┏━━
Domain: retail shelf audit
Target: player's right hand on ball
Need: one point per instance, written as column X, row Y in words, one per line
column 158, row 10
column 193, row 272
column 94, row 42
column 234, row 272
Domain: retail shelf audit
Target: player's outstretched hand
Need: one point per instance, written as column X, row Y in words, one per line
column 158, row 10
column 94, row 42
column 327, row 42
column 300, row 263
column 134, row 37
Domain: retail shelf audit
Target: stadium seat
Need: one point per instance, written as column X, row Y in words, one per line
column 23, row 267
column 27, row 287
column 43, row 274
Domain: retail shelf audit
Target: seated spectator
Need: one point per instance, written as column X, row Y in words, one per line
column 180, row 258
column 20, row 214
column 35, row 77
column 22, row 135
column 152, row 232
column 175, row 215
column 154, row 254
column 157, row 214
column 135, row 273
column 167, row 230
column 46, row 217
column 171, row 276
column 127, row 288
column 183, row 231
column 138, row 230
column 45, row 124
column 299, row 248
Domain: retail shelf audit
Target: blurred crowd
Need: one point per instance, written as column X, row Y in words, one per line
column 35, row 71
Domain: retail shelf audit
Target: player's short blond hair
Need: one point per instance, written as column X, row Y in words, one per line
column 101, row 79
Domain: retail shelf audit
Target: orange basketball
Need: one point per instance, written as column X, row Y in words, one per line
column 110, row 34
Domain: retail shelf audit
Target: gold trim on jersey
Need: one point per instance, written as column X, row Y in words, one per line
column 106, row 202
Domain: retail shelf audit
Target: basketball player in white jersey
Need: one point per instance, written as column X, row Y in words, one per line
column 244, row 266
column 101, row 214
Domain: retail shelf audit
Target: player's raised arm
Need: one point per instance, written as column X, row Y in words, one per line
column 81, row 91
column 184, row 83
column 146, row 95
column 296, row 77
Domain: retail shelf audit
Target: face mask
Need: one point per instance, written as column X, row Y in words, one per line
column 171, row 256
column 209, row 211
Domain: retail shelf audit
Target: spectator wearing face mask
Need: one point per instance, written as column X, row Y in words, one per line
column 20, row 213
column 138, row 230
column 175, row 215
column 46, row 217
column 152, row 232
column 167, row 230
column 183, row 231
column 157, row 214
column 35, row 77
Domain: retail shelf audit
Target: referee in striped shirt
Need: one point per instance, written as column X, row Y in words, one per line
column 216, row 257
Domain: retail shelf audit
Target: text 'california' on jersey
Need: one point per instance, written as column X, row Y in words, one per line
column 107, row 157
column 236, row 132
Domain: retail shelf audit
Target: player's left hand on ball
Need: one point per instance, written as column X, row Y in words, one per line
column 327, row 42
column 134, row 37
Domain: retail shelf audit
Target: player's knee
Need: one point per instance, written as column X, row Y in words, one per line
┗━━
— WORK REQUIRED —
Convert every line of the records above into a single numbered list, omitting any blank lines.

— ANSWER BELOW —
1. Domain: retail shelf audit
2. Target: player's right hand on ball
3. Need: one point per instance, written as column X, row Y in words, one per line
4. column 158, row 10
5. column 193, row 272
6. column 94, row 42
7. column 234, row 272
8. Domain: retail shelf audit
9. Target: player's outstretched hand
10. Need: one point per instance, written as column X, row Y in words, one per line
11. column 158, row 10
12. column 94, row 42
13. column 327, row 42
14. column 300, row 263
15. column 134, row 37
16. Domain: retail shelf audit
17. Target: stadium seat
18. Need: one point per instance, written as column X, row Y in words, one per line
19. column 23, row 267
20. column 27, row 287
21. column 43, row 274
22. Domain: retail shelf audit
23. Target: seated spectator
24. Need: one point per instance, written as column X, row Y in words, one per line
25. column 180, row 258
26. column 20, row 214
27. column 35, row 77
28. column 22, row 135
29. column 152, row 232
30. column 175, row 215
31. column 154, row 254
32. column 157, row 214
33. column 135, row 273
34. column 167, row 230
35. column 46, row 217
36. column 171, row 276
37. column 127, row 288
38. column 183, row 231
39. column 138, row 230
40. column 45, row 124
41. column 299, row 248
42. Domain: retail shelf audit
43. Target: blurred crowd
44. Need: one point per instance, written as column X, row Y in words, one per line
45. column 35, row 71
46. Domain: retail shelf audit
47. Target: player's short blond hair
48. Need: one point per instance, written as column X, row Y in words, one per line
49. column 101, row 79
50. Domain: retail shelf audit
51. Target: orange basketball
52. Need: one point per instance, written as column X, row Y in words, one per line
53. column 110, row 34
54. Domain: retail shelf audit
55. Target: gold trim on jersey
56. Need: one point per instance, written as column X, row Y in words, one per line
57. column 106, row 202
58. Domain: retail shelf audit
59. Target: basketball player in white jersey
60. Need: one point per instance, written as column X, row Y in words, one per line
61. column 244, row 266
62. column 101, row 214
63. Domain: retail shelf audit
64. Target: player's raised arm
65. Need: one point per instance, written as column X, row Y in words, one per line
66. column 81, row 91
67. column 184, row 83
68. column 146, row 95
69. column 296, row 77
70. Domain: retail shelf audit
71. Target: face mask
72. Need: one point per instance, written as column X, row Y in words, one per line
73. column 171, row 256
74. column 209, row 211
75. Domain: retail shelf audit
76. Target: spectator wearing face mask
77. Need: one point per instance, written as column X, row Y in words, one per line
78. column 20, row 213
79. column 138, row 230
80. column 175, row 215
81. column 46, row 217
82. column 152, row 232
83. column 167, row 230
84. column 183, row 231
85. column 157, row 214
86. column 35, row 77
87. Domain: retail shelf audit
88. Target: referee in striped shirt
89. Need: one point per instance, written as column X, row Y in words, one per line
90. column 216, row 257
91. Domain: retail shelf audit
92. Target: text 'california' on jersey
93. Need: one point per instance, written as column X, row Y in words, one per line
94. column 107, row 157
95. column 236, row 132
96. Domain: retail shelf audit
97. Target: player's left hand on ball
98. Need: one point per instance, written as column X, row Y in words, one per line
99. column 327, row 42
100. column 134, row 37
101. Domain: retail shelf audit
102. Target: player's knee
103. Need: one point per instance, written as column X, row Y in words, one per line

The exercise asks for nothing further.